STD: Sparse-to-Dense 3D Object Detector for Point Cloud 阅读笔记

Yang Z, Sun Y, Liu S, et al. Std: Sparse-to-dense 3d object detector for point cloud[C]//Proceedings of the IEEE/CVF International Conference on Computer Vision. 2019: 1951-1960.

1.研究背景

提出了一个两阶段的 3D 对象检测框架 STD。第一阶段是一个自下而上的 proposal generation module，它使用原始点云作为输入，通过为每个点生成一个新的 spherical anchor（球形锚）来生成 proposal。与以前的工作相比，它以更少的计算实现了更高的召回率。然后，通过将内部点特征从稀疏表示转换为紧凑表示，将 PointsPool 应用于 proposal feature generation，从而节省了更多的计算量。在第二阶段的 Box 预测中，实现了 IoU 分支，以提高对定位的准确性，从而进一步提高性能。在 KITTI 数据集上进行实验，推理速度达到 10+ FPS。

■ 所示条目 ■

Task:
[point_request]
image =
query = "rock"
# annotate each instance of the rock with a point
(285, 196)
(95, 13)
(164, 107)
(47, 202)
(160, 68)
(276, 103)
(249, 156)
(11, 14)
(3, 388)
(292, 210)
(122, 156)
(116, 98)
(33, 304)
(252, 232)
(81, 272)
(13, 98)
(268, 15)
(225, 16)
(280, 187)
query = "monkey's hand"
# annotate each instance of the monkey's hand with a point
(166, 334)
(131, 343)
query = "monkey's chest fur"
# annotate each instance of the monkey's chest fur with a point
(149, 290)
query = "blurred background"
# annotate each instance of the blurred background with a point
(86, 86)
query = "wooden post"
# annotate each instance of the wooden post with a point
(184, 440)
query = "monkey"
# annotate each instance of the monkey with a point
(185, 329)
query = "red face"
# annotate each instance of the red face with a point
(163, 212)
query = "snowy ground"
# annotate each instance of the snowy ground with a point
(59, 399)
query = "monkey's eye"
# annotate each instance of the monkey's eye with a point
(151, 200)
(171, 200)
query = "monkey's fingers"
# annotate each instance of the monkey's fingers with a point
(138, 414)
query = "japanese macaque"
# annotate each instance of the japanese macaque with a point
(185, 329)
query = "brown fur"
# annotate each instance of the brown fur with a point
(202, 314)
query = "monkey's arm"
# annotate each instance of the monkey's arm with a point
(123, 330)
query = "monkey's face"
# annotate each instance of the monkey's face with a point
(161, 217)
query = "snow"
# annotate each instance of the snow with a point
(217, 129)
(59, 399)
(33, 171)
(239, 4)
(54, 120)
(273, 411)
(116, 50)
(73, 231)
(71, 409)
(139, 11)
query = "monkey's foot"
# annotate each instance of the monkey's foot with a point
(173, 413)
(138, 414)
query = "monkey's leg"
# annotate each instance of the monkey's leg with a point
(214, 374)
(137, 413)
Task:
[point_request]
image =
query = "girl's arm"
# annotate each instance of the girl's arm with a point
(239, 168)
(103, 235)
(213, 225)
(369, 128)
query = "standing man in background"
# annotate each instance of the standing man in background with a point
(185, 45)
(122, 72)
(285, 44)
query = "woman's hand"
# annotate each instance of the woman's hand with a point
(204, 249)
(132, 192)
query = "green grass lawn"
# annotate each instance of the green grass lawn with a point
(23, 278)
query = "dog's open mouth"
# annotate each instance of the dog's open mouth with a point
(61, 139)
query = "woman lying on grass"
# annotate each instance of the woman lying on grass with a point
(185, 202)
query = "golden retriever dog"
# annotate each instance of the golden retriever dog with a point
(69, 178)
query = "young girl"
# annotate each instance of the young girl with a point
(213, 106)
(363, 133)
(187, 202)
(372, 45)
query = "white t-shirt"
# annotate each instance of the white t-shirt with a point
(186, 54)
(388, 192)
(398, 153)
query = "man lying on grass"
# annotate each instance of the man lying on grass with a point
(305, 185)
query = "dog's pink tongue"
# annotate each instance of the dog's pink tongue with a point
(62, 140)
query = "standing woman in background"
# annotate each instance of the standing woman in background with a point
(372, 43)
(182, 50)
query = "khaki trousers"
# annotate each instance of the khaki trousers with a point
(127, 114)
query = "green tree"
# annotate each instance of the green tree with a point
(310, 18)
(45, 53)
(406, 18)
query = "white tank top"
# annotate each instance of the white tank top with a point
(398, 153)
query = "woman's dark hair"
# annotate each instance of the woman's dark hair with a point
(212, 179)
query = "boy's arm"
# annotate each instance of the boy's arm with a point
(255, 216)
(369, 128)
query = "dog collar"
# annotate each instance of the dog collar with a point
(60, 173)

■ 问题与任务 ■
(a) 在这篇 STD 阅读笔记中，第二阶段的 Box 预测加入了哪个分支来提高定位准确性？
(b) 续写这篇关于 STD 检测器的阅读笔记，从其最后一句之后接着写。

■ 各题结果 ■
(a) IoU 分支。

(b)
2.研究方法

2.1.Proposal Generation Module

Spherical Anchor（球形锚）:考虑到一个三维物体可以有任何方向，设计了 Spherical Anchor。对于每个 spherical anchor，都有一个 spherical receptive field（球形感受野），半径由类别决定（car 类半径为2米，pedestrian 和 cyclist 类半径为1米）。每个 anchor 预测的 proposal 是基于 spherical receptive field 中的点，并且直接预测 reference box 的方向。这种方法定义的 anchor 数量与传统矩形 anchor 方法相比减少约50%，取得了更高的Recall（召回率）。
为了进一步减少 anchor 的数量，对原始的点云数据使用了一次PointNet++（Backbone），得到了每个点的分割分数（Score），根据这个分数做 NMS，最后剩余大约500个 anchor。

Proposal Generation Network:在spherical anchor生成的剩余 anchor 中，对点的坐标进行标准化处理(以anchor的圆心为坐标系原点)。将每个点的坐标信息（XYZ）与分割特征（PointNet++ 生成的 feature)进行拼接，之后送入PointNet中，生成预测分类分数、回归偏移量和方向。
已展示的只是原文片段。